PROVIDED PASSAGE:
[BEGIN]

The young industry came of age in December, when the eighth federal lease auction brought in $405 million for three wind energy sites offshore Massachusetts — about six times the revenue from all previous auctions combined. (See Mass. Offshore Lease Auction Nets Record $405 Million.)

Regional Benefits

Judson outlined what the DOER has done in the four years since Gov. Charlie Baker was first elected (he won a second term in November) and said the state is a national leader in energy efficiency and solar energy.

In November, the state launched the Solar Massachusetts Renewable Target (SMART) program, which provides incentives for projects on brownfields, landfills, parking lots and rooftops. The DOER is now in the final steps of developing its next three-year plan to submit to the DPU, she said.

She also pointed out the state’s utilities have contracted with the proposed New England Clean Energy Connect project designed to bring Canadian hydro energy to Massachusetts through Maine.

“One thing I’ll note about that, at about 5.9 cents[/kWh], if you look at that in total [compared] to what we pay for energy, capacity and ancillary services as well as renewable energy attributes, it’s a very cost-effective price; in fact [it’s] lowering bills,” Judson said. “But it doesn’t just lower bills in Massachusetts. When that project comes into the regional wholesale market, it provides those cost savings to every consumer in New England.”

The Maine Public Utilities Commission is holding hearings this month (Docket No. 2017-00232) on a certificate of public convenience and necessity for NECEC, a project of Avangrid subsidiary Central Maine Power and Hydro-Quebec. The project has drawn opposition from environmentalists, fossil fuel generators and renewable energy advocates who want more local solutions that don’t rely on hydro. (See Maine PUC Move Poses Hurdle for NECEC.)

Left to right: DOER division directors Michael Judge, Eric Friedman and Nick Connors. | © RTO Insider

Clean Peak and Leading by Example

DOER division directors briefed meeting participants on their activities. Michael Judge, head of renewable and alternative energy, explained the state’s new Clean Peak Minimum Standard, which was recently set to zero for 2019 while the agency works out the details of the program. (See Mass. Inaugurates Clean Peak Standard.)

Michael Judge | © RTO Insider

“This is a big piece of legislation that was passed as part of last year’s energy bill [H4857] and sets a portfolio standard for resources that can deliver clean energy during peak periods,” Judge said. “The RPS doesn’t actually focus the delivery of that renewable energy to align with peak periods when you have the highest cost and the highest emissions on the grid.”

Judge referred to the solar “duck curve,” which demonstrates how output from solar resources tends to be highest at mid-day during periods of modest demand.

[END]

EXERCISE REQUIREMENTS:
1. Recast the paragraph of the article on Massachusetts energy policy that begins "In November, the state launched" as a short bulleted list that keeps its main facts.
2. Write the next part of the article on Massachusetts energy policy, starting after its last sentence.

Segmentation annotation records

[BEGIN]

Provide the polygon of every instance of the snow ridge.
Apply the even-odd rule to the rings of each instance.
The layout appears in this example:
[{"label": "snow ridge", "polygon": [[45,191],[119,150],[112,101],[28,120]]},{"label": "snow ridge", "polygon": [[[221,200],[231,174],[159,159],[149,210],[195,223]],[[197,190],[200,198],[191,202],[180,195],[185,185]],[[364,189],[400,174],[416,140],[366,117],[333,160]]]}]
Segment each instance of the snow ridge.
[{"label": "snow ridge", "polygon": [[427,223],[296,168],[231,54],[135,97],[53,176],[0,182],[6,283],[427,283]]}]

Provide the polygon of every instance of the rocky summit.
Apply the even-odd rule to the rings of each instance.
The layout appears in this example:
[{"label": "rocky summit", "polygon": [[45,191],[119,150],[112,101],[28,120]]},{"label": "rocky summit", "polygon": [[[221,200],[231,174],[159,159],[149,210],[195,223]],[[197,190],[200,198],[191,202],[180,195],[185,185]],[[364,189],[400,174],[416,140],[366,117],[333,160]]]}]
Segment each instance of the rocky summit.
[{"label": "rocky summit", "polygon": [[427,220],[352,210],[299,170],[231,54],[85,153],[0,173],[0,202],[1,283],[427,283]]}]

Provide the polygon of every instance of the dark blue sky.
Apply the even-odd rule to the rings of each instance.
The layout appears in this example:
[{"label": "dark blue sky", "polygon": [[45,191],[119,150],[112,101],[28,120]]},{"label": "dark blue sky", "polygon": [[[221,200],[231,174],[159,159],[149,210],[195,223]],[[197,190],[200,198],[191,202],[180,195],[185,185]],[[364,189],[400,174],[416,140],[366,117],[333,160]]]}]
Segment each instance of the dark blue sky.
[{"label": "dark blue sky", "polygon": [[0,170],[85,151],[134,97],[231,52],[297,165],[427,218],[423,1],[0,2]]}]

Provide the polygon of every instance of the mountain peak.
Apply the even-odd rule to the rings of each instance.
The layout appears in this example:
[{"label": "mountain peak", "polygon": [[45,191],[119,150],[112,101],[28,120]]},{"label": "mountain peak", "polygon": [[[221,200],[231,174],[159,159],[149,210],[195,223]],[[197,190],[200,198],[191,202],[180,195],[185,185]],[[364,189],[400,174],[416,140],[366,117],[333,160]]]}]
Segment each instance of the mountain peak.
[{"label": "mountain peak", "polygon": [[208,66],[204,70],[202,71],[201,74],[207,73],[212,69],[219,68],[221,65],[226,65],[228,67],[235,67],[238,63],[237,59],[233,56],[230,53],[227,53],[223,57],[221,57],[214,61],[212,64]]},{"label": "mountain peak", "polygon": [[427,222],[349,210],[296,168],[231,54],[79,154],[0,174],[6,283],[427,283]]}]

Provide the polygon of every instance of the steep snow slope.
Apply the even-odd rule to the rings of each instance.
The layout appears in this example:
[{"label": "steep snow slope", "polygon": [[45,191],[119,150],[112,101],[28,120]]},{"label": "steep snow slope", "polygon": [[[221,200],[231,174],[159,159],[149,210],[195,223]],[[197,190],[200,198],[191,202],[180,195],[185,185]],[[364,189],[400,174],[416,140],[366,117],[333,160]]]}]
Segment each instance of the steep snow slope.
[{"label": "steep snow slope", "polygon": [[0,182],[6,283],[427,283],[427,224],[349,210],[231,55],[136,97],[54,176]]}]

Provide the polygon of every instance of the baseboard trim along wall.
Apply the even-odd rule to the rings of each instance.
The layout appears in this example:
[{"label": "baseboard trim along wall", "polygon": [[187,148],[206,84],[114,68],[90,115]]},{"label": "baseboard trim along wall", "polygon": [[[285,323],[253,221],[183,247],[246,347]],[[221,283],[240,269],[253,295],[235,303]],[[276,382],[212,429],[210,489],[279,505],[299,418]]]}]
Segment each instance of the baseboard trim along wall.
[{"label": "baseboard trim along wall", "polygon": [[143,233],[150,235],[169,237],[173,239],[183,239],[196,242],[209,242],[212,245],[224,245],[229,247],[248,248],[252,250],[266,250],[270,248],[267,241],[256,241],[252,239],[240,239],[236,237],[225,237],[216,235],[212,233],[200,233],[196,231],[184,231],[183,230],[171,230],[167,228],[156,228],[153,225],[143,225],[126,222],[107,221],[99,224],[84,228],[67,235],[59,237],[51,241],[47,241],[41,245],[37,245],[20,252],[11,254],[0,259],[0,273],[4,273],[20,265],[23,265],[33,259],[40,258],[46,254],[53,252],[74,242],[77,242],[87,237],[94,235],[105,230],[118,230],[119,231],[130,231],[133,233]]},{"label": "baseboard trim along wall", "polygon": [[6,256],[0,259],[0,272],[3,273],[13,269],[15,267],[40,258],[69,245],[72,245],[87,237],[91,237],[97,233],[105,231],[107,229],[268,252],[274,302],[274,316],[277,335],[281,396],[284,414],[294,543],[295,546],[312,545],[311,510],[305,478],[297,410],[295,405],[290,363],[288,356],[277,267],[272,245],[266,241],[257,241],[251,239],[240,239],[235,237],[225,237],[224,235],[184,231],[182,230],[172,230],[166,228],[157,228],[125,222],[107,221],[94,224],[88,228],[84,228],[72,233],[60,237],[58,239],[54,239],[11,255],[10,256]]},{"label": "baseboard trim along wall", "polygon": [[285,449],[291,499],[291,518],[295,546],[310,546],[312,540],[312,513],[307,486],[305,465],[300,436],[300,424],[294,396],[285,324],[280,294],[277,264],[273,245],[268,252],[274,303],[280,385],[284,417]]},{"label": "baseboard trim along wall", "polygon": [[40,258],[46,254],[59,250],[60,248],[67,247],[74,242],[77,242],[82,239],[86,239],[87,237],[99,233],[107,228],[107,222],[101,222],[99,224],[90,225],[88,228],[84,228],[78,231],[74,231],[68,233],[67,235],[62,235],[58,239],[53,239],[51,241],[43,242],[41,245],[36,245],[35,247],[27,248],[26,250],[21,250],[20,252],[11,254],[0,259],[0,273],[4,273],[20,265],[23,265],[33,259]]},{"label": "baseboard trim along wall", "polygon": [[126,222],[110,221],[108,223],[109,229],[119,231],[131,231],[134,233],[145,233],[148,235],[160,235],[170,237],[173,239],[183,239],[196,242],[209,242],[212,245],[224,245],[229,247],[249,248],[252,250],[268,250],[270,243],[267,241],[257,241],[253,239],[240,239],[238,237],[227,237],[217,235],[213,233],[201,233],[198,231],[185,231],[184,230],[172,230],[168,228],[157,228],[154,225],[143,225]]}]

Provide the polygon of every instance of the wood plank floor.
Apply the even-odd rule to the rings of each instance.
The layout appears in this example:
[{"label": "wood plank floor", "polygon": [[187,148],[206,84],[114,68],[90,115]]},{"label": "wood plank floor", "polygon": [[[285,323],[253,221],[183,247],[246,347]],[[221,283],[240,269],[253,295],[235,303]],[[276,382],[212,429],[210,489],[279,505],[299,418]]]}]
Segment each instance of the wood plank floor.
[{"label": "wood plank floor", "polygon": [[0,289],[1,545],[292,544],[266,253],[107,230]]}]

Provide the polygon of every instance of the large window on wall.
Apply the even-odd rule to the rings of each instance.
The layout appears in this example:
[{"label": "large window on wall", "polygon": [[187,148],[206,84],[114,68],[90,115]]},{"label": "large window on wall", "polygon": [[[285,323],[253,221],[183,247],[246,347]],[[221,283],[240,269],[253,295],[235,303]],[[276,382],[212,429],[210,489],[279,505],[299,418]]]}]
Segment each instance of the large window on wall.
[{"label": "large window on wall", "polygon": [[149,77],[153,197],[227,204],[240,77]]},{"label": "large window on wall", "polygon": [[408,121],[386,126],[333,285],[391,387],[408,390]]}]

[END]

ANSWERS FOR THE TASKS:
1.
- In November, Massachusetts launched the Solar Massachusetts Renewable Target (SMART) program.
- SMART provides incentives for projects on brownfields, landfills, parking lots and rooftops.
- The DOER is in the final steps of developing its next three-year plan to submit to the DPU.

2.
“Trying to shift that generation so that it’s actually addressing the peaks to flatten the load, that’s one of the big objectives, but also addressing seasonal peak issues,” Judge said. He said DOER will develop the clean peak regulations over 2019, and that there will be a higher standard in 2020.

The state Comprehensive Energy Plan (CEP) published last month says increased electrification in the transportation and thermal sectors may increase electric load — and peak load, depending on the timing of energy use, especially the charging of energy storage and electric vehicles.

Nick Connors | © RTO Insider

DOER Director of Green Communities Nick Connors said the state has granted more than $100 million in the 10 years of the program to support towns in such things as speeding up their permitting process.

Eric Friedman | © RTO Insider

Eric Friedman, head of the Leading by Example Office, said his team had “put a lot of effort into moving away from heavy fuel oil,” with the use of about 18 million gallons avoided over the past decade and some 200 million kWh reductions in energy use. The state has 80 million square feet of building space, consumes more than 1 billion kWh and emits 1 million tons of greenhouse gases.

Even small steps add up, Friedman said. The state has moved to reduce mowing on its properties, as well as the use of gasoline-powered landscaping equipment, increasing pollinator habitat by letting the grass grow.

Storage and Energy Efficiency

Transportation’s share in emissions has been going up as the power and building sectors improve, so electric vehicles are going to be at the center of change in the next few years, said Will Lauwers, DOER director of emerging technology.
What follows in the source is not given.